BEGIN Entries
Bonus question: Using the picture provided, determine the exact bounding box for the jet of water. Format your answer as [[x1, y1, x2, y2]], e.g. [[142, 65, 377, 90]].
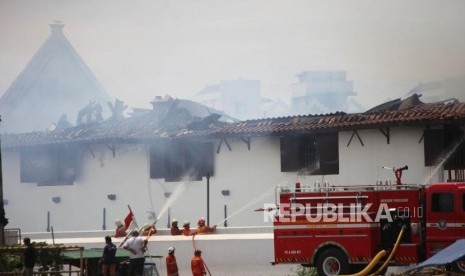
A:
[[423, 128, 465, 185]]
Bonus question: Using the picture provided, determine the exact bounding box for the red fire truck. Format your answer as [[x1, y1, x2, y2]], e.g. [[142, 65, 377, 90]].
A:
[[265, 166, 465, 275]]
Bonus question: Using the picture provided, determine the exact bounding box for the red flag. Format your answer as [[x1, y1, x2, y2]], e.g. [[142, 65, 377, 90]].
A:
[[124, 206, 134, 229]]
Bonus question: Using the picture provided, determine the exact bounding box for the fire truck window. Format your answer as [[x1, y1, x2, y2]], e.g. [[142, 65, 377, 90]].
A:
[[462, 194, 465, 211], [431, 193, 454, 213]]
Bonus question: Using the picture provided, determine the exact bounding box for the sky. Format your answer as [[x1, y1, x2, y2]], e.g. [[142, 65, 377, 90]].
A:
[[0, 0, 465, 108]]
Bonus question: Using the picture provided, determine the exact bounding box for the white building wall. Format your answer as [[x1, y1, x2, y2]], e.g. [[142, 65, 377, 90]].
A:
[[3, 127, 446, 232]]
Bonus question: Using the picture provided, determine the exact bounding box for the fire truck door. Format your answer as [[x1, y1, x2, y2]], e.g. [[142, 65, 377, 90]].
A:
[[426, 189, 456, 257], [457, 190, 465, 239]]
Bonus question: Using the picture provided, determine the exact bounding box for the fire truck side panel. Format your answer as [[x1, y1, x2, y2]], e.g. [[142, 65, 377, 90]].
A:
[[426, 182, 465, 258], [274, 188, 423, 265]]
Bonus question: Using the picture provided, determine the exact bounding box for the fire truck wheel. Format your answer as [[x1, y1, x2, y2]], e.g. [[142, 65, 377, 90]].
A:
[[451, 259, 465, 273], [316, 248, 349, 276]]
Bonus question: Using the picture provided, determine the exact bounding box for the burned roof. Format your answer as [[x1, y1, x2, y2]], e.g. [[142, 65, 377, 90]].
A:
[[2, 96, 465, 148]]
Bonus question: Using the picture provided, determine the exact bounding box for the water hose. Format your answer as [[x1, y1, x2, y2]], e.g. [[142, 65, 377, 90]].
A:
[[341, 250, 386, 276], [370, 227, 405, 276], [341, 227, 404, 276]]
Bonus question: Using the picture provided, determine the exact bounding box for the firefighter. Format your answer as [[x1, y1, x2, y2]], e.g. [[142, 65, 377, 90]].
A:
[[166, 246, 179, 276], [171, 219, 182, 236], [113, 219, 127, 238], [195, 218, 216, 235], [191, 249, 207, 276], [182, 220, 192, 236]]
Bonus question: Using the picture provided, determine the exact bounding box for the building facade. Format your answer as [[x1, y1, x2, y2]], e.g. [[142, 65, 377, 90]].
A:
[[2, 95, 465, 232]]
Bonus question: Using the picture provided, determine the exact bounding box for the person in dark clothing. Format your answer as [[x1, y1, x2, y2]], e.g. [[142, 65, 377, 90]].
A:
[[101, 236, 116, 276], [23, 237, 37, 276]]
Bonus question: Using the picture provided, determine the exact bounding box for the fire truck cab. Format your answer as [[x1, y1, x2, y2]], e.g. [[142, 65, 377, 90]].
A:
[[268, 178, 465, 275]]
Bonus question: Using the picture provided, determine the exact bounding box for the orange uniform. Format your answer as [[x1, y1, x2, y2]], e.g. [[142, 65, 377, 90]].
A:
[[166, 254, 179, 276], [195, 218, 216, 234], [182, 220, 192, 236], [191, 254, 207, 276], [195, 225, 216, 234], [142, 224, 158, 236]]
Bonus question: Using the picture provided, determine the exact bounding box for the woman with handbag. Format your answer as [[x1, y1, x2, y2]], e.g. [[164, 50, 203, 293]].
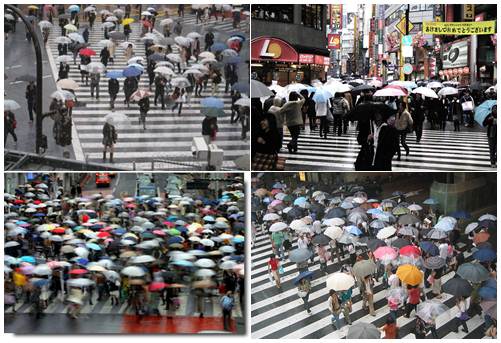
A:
END Entries
* [Your objective]: Report every line of the data above that contains the word "building", copying each such line in full.

* [Result below]:
Bonus question: Using the picture provided, determine the exact bounding box for the white building wall. Format your answer as [[x1, y1, x2, y2]], e.g. [[142, 65, 377, 90]].
Bonus question: Using the picture provided, determine the exact bounding box for the building facade. Format your answer as [[x1, y1, x2, y2]], e.g. [[142, 65, 377, 90]].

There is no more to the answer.